→ **Written problem**
In the data below, restate exactly the lines from the one with "like [(566, 185)]." to the final line, both included, but not the pictures.

## START Raw data

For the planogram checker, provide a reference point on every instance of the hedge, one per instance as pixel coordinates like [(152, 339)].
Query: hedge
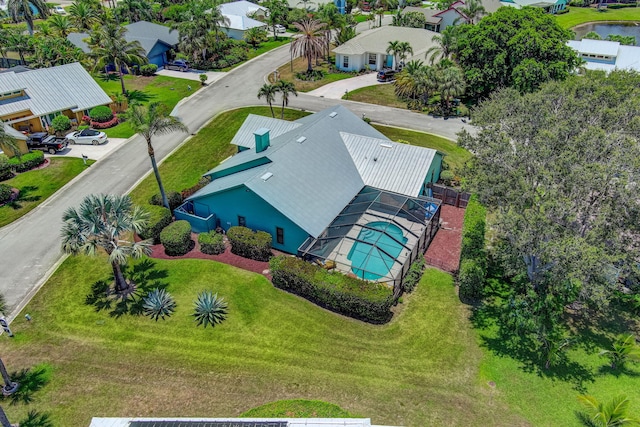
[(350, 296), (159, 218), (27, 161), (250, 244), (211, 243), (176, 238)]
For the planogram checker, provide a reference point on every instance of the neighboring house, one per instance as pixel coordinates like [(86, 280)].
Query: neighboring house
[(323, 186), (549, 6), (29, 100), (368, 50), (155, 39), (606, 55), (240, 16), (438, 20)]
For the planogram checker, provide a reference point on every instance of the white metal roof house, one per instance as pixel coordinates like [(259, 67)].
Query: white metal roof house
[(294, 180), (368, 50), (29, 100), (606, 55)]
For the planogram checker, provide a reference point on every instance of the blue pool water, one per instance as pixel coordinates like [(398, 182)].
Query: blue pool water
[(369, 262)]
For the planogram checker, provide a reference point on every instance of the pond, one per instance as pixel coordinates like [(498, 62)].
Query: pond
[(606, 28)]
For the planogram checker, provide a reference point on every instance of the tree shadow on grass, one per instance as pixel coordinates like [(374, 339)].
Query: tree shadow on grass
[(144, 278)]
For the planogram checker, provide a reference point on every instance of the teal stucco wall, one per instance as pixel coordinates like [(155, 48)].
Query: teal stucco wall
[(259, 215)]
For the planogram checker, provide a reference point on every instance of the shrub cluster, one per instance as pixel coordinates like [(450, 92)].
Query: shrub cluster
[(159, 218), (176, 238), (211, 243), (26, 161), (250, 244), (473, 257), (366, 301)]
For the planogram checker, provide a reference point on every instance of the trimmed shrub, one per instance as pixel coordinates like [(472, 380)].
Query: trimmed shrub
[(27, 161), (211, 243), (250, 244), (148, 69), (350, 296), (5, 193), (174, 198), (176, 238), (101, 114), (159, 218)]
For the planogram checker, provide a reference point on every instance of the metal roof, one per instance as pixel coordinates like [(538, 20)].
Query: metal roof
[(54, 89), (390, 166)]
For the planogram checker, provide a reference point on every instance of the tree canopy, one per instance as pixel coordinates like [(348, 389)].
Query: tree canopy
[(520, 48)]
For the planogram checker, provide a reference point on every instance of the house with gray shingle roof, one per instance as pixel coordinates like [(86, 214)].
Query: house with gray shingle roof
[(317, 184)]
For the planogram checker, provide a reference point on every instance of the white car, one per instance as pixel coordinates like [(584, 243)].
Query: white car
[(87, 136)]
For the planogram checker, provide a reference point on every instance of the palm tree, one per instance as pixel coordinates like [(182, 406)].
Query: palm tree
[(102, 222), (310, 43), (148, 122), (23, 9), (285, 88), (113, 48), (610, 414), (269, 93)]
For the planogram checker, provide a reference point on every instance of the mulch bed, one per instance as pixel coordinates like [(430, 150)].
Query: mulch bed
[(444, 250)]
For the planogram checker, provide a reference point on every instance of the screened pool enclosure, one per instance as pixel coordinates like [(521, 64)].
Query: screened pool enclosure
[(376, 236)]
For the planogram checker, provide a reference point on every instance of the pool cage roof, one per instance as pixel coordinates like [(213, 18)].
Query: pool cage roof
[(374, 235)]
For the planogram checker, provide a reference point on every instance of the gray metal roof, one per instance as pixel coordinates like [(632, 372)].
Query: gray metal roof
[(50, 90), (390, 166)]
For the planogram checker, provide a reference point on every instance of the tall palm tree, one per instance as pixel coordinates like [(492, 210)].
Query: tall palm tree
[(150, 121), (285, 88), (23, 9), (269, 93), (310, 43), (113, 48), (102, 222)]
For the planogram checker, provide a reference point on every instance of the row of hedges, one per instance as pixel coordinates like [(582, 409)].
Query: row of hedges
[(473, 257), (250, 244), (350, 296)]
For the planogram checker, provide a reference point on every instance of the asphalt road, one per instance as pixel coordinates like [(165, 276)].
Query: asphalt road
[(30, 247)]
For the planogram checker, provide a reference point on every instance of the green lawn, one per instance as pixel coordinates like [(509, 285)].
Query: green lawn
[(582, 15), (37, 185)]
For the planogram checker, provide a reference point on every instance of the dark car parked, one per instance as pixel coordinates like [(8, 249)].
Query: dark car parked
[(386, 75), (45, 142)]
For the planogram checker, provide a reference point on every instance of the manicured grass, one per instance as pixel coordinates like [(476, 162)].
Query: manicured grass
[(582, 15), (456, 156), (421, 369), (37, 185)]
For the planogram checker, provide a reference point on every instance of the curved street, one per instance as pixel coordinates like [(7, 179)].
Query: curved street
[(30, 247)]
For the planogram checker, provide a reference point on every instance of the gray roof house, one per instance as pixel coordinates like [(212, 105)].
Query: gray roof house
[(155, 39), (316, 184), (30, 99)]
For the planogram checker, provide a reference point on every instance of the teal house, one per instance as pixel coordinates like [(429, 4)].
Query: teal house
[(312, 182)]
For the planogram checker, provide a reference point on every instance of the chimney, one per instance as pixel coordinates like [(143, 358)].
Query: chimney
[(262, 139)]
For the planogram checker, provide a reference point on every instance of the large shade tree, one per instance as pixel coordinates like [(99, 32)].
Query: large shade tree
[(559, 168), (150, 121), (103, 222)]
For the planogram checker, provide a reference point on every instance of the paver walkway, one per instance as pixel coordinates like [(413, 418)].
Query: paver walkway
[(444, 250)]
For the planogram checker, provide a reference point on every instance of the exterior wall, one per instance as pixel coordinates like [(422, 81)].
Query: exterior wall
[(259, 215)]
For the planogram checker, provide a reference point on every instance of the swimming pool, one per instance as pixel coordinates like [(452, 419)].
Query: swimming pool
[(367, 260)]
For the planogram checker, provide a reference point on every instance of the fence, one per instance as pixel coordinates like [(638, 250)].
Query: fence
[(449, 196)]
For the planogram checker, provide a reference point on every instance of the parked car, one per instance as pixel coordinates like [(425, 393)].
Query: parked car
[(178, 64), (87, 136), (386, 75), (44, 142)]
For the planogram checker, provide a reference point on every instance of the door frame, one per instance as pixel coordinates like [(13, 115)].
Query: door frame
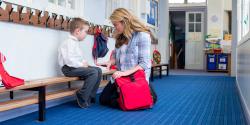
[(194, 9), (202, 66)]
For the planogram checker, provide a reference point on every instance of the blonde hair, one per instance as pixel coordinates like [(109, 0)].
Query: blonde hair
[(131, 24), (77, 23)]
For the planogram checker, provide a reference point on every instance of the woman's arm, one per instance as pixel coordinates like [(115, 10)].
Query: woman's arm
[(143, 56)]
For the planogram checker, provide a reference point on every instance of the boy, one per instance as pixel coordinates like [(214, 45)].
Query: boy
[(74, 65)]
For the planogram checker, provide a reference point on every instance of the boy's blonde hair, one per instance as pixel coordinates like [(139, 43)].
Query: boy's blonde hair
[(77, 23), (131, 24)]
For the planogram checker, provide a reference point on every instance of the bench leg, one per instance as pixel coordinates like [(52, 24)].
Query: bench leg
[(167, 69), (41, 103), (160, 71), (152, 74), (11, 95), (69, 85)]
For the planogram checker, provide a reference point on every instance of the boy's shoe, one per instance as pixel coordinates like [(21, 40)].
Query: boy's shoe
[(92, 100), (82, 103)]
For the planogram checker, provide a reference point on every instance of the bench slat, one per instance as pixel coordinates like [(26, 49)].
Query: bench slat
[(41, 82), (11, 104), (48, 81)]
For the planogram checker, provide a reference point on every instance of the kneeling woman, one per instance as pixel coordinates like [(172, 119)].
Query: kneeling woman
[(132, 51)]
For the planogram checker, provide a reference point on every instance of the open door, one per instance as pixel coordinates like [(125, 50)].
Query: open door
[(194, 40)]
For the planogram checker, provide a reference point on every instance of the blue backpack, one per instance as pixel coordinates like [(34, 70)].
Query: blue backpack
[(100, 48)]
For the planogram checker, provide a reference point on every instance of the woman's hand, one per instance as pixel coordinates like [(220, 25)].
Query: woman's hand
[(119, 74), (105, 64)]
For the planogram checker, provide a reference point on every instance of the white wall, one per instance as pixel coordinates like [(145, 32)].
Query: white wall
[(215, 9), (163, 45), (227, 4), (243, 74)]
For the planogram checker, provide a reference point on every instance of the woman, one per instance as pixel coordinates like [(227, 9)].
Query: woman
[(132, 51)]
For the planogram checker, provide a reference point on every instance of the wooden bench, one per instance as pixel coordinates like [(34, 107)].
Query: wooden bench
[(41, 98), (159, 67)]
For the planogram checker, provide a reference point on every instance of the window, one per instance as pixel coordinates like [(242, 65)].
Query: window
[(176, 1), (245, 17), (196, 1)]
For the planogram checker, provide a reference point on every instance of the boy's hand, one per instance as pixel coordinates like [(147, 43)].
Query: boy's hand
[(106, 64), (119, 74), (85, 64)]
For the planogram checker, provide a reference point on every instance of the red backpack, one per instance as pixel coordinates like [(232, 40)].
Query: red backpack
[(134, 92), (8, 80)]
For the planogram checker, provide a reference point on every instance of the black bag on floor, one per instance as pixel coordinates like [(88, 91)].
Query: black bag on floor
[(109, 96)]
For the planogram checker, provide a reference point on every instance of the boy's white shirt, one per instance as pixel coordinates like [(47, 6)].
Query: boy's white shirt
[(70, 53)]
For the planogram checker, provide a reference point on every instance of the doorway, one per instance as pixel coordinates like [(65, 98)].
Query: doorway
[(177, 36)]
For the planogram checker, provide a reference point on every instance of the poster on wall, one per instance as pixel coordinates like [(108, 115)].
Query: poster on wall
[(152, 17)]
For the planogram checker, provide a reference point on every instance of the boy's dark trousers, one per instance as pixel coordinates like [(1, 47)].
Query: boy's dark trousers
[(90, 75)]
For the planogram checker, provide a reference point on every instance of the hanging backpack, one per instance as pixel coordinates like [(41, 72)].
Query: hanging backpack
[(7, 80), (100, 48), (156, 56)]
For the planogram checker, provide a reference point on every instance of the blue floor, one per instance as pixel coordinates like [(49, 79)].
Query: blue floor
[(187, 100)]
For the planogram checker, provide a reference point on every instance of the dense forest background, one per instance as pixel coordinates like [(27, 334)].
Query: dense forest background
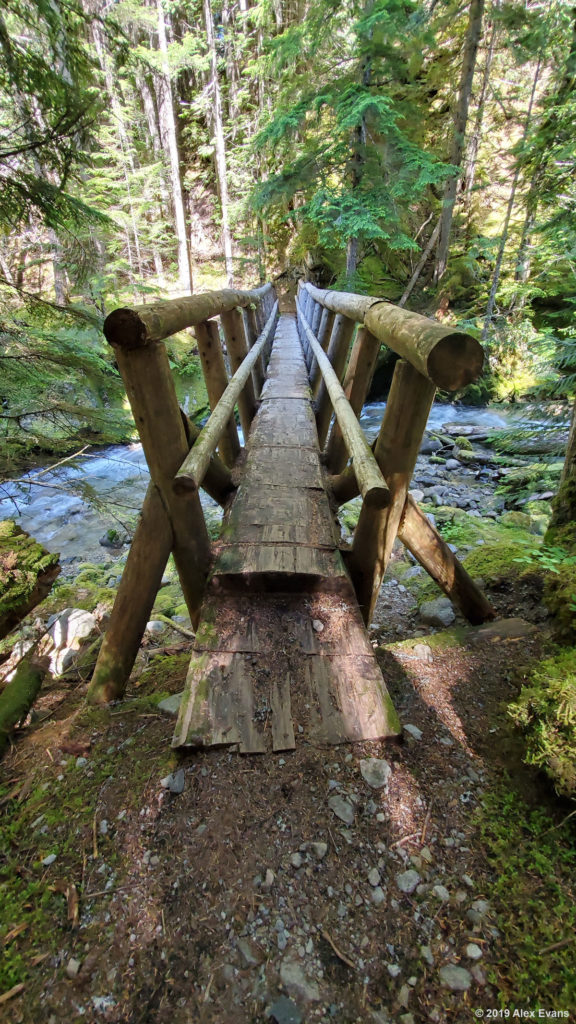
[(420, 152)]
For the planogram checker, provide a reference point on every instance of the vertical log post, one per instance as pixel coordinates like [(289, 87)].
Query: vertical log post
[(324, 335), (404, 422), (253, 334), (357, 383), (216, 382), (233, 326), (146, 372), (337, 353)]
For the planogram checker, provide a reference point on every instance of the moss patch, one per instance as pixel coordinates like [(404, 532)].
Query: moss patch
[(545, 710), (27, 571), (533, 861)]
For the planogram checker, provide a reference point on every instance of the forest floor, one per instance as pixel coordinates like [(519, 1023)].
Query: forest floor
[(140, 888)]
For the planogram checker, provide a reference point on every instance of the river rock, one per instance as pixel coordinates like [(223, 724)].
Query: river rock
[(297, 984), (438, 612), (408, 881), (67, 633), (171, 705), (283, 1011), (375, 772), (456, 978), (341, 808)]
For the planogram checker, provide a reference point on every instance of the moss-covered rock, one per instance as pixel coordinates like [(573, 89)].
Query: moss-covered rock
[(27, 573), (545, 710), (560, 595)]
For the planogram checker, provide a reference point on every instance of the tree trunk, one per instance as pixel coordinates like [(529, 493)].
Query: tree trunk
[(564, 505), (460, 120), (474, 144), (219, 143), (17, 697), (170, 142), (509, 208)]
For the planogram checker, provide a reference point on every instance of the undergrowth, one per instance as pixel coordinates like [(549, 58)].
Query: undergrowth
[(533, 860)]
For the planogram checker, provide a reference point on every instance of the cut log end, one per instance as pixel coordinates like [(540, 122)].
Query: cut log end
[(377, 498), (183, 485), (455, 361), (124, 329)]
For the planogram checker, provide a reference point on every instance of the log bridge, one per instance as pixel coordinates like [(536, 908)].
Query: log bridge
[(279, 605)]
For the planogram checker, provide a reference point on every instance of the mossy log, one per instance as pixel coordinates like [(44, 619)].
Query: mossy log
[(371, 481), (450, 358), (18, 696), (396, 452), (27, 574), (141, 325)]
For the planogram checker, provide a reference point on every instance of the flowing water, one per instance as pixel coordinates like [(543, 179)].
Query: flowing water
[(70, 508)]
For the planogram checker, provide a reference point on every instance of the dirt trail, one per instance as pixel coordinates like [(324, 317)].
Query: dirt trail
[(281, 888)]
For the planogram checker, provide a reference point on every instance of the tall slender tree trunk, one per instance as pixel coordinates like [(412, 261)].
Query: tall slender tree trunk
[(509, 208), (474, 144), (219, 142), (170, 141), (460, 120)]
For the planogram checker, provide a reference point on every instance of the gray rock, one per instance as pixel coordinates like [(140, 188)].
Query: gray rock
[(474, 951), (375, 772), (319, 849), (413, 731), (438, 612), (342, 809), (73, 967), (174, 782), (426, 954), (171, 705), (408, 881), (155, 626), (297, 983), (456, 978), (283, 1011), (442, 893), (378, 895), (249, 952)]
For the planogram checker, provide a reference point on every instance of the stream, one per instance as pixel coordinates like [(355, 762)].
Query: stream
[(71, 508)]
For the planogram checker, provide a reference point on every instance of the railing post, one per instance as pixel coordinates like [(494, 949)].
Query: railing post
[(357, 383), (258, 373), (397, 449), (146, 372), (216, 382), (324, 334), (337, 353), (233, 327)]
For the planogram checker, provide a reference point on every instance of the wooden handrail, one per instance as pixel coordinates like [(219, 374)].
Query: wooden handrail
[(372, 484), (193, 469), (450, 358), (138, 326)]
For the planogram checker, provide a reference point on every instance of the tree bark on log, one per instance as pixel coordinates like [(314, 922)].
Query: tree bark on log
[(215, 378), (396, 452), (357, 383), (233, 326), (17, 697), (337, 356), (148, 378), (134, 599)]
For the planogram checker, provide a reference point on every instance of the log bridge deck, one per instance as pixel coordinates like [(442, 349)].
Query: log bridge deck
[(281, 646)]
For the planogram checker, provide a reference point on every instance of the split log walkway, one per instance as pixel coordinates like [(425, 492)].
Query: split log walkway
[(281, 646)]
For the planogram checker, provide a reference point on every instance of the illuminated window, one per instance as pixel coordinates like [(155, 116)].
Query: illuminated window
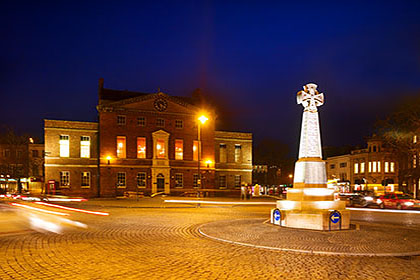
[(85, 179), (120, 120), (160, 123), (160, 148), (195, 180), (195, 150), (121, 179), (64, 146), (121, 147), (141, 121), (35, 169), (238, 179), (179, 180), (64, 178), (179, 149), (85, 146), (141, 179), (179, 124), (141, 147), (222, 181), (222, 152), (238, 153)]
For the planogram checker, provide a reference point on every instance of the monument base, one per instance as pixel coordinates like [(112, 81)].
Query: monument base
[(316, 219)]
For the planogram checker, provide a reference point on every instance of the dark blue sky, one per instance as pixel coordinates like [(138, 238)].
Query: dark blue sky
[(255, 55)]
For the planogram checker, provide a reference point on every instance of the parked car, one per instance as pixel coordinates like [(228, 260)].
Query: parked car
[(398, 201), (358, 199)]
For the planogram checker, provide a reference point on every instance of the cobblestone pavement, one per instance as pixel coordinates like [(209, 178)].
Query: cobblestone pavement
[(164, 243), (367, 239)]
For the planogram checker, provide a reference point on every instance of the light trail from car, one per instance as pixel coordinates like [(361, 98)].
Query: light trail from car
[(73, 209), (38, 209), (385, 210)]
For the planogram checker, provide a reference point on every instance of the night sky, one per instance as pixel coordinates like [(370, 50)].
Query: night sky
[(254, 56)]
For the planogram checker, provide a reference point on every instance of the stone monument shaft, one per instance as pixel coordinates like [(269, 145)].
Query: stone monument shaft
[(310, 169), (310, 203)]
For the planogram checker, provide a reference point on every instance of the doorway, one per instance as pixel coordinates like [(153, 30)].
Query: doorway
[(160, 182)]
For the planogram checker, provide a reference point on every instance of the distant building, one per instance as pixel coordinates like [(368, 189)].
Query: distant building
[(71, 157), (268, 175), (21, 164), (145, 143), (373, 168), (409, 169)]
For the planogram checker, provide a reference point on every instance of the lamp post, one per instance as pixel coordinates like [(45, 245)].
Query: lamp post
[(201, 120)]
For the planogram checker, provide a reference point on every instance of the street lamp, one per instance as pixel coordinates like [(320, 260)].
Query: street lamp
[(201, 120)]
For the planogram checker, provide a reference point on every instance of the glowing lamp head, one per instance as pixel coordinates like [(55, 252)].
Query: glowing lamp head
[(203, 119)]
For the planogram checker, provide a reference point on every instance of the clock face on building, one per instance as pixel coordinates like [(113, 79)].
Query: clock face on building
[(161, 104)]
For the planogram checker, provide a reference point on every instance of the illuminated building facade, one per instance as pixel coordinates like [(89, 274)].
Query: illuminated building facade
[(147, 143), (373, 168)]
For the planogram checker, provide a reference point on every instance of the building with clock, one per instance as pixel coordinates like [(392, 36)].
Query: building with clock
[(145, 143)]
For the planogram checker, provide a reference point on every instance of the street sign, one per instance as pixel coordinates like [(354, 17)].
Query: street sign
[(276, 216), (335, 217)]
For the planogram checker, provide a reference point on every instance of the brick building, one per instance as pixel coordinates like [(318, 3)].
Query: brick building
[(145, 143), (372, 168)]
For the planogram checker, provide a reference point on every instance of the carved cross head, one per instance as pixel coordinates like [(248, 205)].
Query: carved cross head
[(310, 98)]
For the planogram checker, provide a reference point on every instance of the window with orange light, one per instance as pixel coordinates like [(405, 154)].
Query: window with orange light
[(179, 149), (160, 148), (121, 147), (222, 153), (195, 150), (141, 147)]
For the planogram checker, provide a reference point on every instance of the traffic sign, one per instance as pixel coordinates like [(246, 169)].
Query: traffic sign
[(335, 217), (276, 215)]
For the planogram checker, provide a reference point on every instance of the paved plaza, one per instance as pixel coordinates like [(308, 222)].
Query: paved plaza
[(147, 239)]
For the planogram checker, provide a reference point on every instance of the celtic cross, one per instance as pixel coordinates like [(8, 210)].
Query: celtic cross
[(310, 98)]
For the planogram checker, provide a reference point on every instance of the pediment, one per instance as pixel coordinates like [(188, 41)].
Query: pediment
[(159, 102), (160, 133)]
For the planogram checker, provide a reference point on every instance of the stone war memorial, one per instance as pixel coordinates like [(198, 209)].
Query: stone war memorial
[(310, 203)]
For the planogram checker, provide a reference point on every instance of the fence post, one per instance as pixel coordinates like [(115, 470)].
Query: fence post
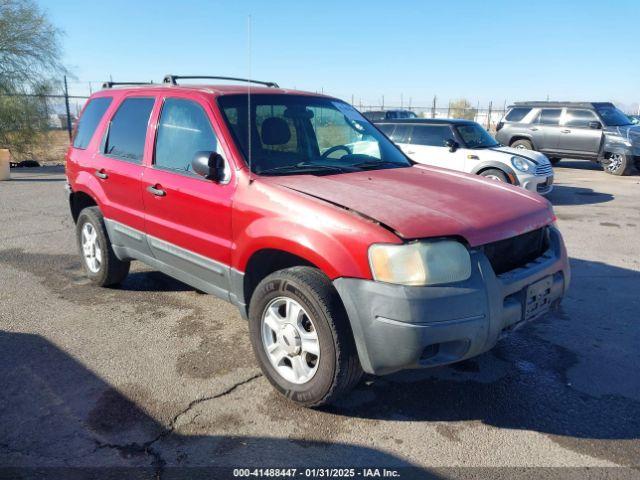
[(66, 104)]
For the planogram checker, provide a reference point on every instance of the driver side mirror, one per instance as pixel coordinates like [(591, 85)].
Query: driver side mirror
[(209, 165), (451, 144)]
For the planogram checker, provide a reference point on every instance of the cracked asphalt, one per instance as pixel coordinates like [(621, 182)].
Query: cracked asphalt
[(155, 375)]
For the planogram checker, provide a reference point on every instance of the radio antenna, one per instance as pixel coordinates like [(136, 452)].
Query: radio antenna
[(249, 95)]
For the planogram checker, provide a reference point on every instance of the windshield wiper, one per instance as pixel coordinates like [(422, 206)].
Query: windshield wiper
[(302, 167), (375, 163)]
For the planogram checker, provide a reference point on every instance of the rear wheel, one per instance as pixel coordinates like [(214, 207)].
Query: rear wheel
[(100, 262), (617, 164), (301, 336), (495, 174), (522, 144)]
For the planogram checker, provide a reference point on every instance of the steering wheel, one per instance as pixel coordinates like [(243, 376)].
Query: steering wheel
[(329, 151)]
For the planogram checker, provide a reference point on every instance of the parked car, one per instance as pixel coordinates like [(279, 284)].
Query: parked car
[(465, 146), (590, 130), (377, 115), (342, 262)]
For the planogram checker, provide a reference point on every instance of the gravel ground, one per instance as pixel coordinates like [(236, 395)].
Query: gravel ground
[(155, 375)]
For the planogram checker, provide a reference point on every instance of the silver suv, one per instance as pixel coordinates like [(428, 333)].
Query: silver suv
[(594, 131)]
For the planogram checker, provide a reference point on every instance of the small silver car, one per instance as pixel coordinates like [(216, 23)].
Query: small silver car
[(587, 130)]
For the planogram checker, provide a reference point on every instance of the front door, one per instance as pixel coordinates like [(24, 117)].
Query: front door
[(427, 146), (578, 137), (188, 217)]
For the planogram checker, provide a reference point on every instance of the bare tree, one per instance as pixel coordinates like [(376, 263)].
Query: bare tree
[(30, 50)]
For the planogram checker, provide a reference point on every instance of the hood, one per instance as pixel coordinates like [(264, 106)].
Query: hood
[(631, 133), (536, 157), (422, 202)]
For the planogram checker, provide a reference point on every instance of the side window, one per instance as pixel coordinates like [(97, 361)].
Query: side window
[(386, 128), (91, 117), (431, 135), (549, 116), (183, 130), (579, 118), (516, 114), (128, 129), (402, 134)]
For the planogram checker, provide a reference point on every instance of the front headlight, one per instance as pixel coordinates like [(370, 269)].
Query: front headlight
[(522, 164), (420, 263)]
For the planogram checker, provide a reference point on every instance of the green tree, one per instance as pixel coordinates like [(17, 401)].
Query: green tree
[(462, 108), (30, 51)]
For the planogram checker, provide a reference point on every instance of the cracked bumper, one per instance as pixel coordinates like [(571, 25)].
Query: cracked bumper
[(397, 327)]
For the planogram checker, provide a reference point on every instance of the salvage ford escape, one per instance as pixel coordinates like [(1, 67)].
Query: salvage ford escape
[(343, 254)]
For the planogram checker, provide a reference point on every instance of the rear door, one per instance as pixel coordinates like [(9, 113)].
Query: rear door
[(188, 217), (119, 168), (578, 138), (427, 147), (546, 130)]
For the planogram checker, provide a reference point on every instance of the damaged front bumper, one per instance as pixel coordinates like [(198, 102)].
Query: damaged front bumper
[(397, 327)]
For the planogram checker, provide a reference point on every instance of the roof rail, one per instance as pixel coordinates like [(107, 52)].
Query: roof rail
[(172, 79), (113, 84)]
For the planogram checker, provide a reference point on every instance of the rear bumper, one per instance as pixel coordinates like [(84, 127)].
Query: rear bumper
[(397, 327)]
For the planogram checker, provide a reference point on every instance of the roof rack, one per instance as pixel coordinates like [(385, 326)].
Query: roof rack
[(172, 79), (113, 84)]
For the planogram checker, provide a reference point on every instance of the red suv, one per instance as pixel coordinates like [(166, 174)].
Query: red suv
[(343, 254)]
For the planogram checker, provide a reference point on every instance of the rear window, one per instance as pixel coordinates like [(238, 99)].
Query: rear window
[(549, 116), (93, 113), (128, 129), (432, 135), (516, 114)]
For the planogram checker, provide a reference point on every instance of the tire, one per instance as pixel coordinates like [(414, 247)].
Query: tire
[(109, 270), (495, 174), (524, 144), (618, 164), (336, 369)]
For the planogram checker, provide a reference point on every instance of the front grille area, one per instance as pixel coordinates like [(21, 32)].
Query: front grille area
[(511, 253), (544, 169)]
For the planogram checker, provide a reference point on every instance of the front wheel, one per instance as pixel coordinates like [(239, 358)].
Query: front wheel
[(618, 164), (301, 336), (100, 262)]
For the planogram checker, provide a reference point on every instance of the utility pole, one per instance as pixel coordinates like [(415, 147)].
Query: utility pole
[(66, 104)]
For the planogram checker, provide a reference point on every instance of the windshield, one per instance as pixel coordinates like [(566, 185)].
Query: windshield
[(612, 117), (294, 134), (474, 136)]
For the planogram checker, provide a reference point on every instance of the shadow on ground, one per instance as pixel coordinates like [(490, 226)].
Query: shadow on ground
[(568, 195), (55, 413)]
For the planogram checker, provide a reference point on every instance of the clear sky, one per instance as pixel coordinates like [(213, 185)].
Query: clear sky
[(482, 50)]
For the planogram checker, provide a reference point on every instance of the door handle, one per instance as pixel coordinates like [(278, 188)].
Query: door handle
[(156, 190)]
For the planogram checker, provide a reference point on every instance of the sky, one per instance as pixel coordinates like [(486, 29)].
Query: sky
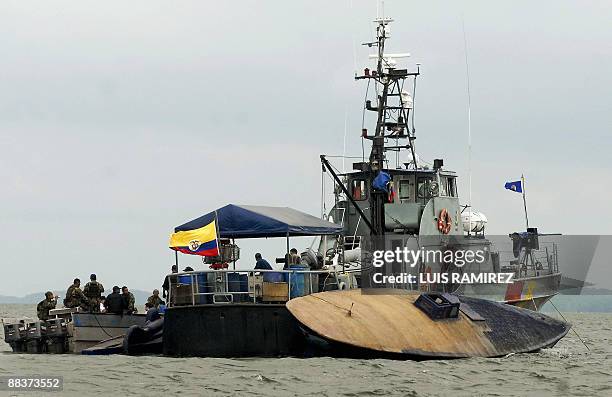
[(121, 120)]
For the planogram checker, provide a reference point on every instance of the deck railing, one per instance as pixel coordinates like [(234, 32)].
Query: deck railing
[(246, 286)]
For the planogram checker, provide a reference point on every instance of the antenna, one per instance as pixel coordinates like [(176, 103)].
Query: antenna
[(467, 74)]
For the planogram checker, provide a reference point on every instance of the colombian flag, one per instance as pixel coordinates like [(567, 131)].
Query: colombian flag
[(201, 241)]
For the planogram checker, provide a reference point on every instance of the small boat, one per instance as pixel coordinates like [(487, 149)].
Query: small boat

## END Raw data

→ **Output for this task**
For the planogram checker, provide a reference point on every instance of the windshield, one per instance as pixel coordinates like [(566, 185)].
Query: windshield
[(612, 117), (294, 134), (474, 136)]
For the planogram checker, provide a reference point on every instance of the shadow on ground, one per instance as pixel coordinates like [(490, 226)].
Query: shadow on ground
[(568, 195), (55, 413)]
For the planogram checker, provide a reference point on every instance of the clear sky, one per instance as pixel coordinates like [(213, 185)].
Query: clear sky
[(482, 50)]
For the planogram checker, provide a reference point on every instance of the door handle, one per instance as pixel coordinates like [(278, 188)].
Query: door handle
[(156, 190)]
For the planogram checker, provide a reference point on every instance of the sky, one per instance as pixel coordinates like [(486, 29)].
Query: sky
[(121, 120)]
For the planogram checker, provide a reference point on every instance of the deck railing, one per instance as pixel coordinates like [(234, 32)].
Query: deck railing
[(246, 286)]
For the planogram checker, provide a reference point on every instance of the antenna, one per instance as pixel coordinates like [(176, 103)].
Query: antenna
[(467, 74)]
For the planogram checker, provide a reference point on every instance of the colombian flag, one per instance as pixel coordinates like [(567, 131)].
Query: colombian flag
[(201, 241)]
For the planogram checker, provide a reference point on every instance of the small boat, one per instance as pixel coordinates like [(487, 149)].
Query: small boat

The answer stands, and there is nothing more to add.